■ What the exercise asks
In the items below, begin at the line that contains "Every instance of the red car" and stop after the line that contains "<point>775,943</point>". Lay out those lines as a JSON list of strings with one string per line, leaving out any blank lines.

★ ★ ★ ★ ★

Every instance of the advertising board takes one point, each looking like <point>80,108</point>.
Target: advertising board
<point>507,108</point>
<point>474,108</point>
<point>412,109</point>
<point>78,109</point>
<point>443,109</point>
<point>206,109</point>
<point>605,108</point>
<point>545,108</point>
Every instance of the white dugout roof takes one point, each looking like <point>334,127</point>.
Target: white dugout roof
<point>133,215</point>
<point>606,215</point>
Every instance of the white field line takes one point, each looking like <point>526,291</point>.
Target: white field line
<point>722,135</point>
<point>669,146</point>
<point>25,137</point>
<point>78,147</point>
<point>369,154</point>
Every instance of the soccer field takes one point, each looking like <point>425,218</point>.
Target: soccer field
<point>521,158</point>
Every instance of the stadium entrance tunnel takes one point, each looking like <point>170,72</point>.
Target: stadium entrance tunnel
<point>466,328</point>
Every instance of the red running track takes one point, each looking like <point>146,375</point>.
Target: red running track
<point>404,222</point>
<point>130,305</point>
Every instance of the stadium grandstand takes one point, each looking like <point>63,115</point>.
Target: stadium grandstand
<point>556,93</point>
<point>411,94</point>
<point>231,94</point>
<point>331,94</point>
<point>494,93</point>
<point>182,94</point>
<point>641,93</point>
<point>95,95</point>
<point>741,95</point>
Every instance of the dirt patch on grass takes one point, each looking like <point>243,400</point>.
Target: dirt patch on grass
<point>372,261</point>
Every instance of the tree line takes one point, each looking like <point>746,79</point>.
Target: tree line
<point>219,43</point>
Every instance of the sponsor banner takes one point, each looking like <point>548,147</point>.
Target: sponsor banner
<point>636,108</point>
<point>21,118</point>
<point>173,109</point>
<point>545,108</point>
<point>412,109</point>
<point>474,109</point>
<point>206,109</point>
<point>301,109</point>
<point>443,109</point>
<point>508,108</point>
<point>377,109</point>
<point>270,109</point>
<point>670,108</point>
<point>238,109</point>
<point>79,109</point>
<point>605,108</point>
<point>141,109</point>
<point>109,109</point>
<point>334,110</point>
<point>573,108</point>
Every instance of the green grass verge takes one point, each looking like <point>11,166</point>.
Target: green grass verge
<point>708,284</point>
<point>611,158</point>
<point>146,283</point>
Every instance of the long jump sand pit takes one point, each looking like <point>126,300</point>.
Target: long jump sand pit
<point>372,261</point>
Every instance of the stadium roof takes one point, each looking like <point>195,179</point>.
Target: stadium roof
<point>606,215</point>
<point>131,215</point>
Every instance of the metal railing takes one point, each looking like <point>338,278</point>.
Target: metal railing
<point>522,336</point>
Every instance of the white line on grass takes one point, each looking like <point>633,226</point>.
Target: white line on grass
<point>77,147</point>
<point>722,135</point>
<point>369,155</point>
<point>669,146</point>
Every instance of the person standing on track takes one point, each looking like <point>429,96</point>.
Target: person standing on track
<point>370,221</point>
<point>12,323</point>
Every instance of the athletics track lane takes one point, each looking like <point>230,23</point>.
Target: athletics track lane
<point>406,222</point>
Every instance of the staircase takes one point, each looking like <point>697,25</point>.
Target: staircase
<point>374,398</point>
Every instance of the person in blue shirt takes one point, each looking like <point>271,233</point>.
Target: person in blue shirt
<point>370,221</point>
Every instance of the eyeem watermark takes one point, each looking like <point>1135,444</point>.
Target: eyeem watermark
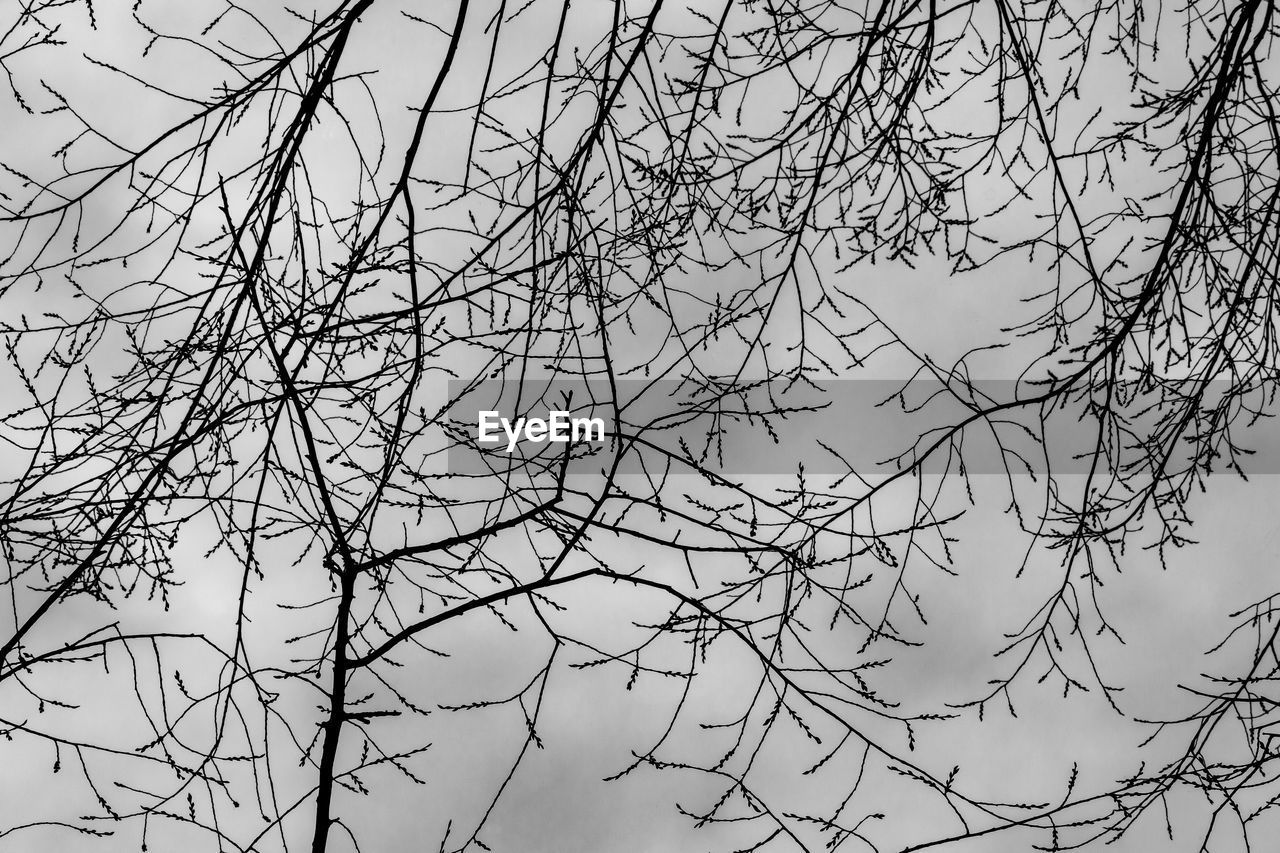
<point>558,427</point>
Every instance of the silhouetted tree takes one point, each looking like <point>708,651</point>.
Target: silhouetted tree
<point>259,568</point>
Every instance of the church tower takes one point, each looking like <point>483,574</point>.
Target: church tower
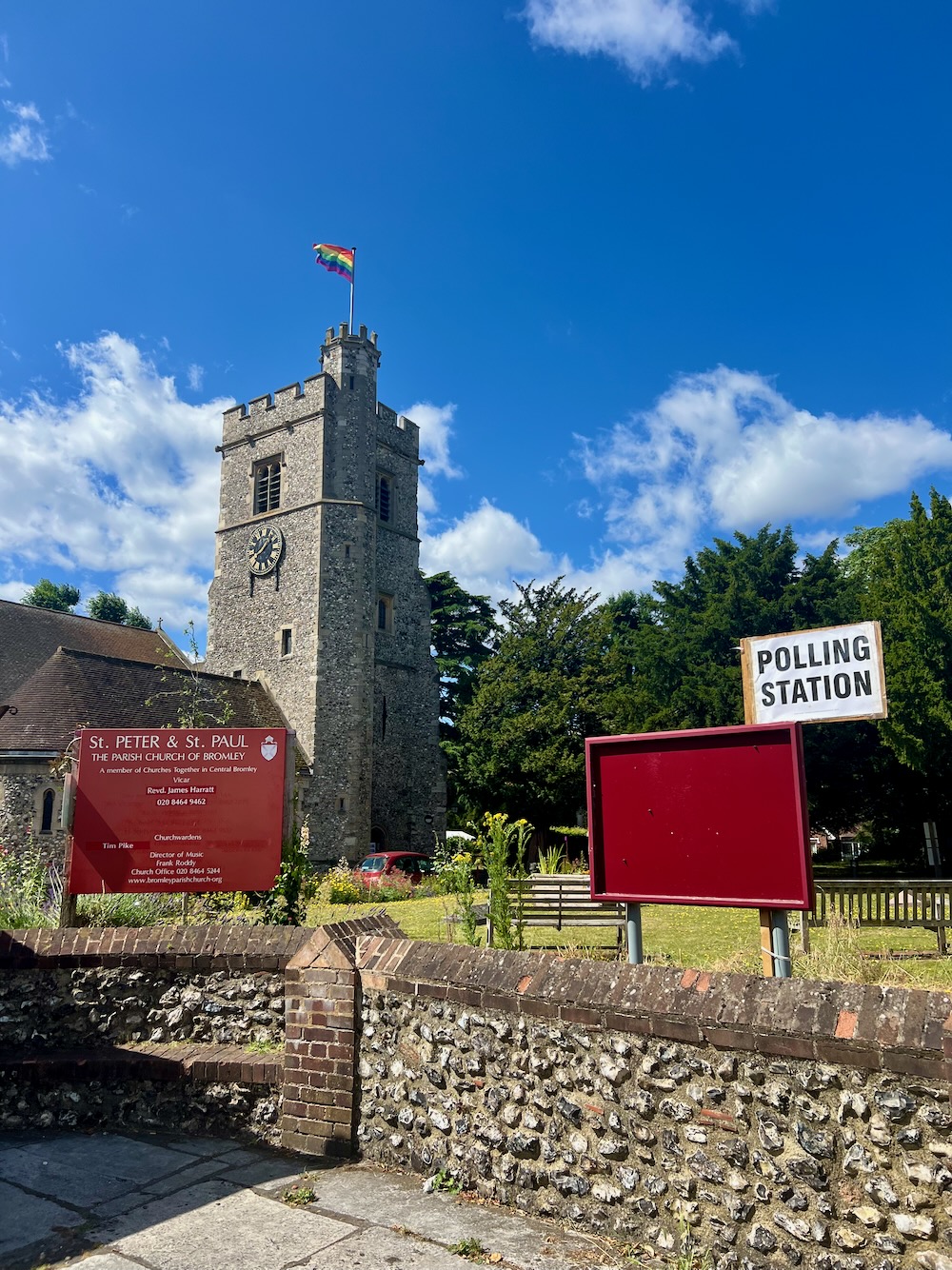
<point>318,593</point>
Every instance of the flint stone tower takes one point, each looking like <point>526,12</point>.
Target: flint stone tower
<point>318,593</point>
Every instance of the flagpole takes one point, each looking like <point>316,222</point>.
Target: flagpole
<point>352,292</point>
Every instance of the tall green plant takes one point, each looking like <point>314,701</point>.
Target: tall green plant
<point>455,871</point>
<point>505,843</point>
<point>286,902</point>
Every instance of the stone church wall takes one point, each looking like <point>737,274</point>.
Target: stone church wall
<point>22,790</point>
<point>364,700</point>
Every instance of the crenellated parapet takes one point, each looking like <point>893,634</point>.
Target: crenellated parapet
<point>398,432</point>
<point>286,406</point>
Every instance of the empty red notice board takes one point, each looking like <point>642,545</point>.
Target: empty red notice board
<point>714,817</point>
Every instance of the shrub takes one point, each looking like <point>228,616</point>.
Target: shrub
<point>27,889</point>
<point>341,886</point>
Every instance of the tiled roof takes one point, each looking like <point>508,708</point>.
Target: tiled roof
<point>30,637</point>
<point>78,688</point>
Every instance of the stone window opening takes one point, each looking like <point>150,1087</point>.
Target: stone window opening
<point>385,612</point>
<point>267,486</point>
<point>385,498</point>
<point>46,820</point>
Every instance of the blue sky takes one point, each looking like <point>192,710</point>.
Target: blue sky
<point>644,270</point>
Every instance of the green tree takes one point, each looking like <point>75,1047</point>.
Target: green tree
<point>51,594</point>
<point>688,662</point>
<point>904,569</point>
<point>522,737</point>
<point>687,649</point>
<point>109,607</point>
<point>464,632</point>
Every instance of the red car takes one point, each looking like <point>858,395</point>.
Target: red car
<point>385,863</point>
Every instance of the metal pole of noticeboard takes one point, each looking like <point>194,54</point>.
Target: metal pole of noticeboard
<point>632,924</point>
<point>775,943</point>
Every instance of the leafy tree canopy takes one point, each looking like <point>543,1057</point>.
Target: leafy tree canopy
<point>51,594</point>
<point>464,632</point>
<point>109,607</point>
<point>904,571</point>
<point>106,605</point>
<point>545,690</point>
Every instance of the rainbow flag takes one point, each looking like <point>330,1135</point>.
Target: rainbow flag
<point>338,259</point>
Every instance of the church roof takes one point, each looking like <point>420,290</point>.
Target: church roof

★ ★ ★ ★ ★

■ Exercise response
[
  "Every instance of the red car takes one point, each looking like <point>858,395</point>.",
  "Target: red car",
  "<point>385,863</point>",
  "Every instance of the metal pole of noticeboard takes one point, each looking like <point>194,54</point>.",
  "Target: metal pole of noticeboard",
  "<point>632,924</point>",
  "<point>775,943</point>"
]